PROBLEM DETAILS.
Taking the line that contains "Task: point out each instance of the metal" as the first, copy each line exactly up to and including the last line below.

(MATERIAL FOR THIS EXERCISE begins)

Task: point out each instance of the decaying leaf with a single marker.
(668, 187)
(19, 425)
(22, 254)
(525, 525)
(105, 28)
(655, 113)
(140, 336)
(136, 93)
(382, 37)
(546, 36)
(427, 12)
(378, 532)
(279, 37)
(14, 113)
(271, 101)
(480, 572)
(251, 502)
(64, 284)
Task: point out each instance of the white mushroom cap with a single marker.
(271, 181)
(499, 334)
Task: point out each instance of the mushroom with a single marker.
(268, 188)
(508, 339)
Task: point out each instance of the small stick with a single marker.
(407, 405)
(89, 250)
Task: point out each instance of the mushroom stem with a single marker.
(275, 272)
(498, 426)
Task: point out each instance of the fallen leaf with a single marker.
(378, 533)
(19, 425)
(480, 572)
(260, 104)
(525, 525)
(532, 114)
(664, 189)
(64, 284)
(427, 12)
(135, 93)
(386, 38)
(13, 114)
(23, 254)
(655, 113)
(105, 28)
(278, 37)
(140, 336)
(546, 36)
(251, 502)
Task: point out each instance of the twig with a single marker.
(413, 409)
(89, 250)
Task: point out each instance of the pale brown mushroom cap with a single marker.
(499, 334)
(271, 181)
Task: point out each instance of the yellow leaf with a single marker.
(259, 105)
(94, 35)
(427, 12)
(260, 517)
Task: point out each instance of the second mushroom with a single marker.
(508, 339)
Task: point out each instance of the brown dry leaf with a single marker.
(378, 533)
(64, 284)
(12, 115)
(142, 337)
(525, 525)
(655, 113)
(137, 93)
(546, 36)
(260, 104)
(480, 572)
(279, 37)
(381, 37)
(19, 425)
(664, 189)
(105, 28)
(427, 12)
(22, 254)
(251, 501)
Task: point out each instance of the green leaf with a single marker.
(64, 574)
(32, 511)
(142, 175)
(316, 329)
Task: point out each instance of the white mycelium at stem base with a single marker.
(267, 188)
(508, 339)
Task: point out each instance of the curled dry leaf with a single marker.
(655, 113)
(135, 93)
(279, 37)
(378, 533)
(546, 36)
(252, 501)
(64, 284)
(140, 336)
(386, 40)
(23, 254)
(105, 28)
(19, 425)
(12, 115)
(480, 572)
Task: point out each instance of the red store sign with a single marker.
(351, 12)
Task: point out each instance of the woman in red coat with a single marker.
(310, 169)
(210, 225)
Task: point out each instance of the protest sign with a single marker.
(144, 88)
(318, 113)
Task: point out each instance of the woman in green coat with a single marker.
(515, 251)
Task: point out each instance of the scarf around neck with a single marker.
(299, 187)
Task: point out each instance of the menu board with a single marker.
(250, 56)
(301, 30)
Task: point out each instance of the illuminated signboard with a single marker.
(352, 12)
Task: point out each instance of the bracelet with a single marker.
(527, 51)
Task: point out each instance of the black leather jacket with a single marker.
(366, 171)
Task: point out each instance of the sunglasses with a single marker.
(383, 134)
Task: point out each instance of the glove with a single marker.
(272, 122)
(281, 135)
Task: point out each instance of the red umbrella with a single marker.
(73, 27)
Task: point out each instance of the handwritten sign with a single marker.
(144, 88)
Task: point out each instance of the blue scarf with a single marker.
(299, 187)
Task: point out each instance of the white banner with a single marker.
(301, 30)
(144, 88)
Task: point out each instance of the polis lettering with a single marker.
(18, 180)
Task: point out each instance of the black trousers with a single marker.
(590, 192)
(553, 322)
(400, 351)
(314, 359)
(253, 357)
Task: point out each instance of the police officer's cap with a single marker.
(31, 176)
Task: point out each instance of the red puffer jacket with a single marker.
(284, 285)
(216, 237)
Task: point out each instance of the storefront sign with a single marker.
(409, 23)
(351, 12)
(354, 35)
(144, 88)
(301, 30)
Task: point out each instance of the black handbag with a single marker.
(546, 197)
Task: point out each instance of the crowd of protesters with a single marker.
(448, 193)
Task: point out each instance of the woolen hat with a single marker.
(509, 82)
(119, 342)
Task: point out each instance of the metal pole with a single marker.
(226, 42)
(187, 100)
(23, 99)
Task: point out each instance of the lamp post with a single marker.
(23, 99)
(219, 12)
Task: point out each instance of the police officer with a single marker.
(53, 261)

(MATERIAL FOR THIS EXERCISE ends)

REPLY TO THE EXERCISE.
Task: point out each instance of the metal pole with a single marker.
(226, 42)
(187, 100)
(23, 99)
Task: point out each instance of the lamp post with a single marker.
(23, 99)
(219, 12)
Task: point out each instance of the police officer with a single marker.
(53, 261)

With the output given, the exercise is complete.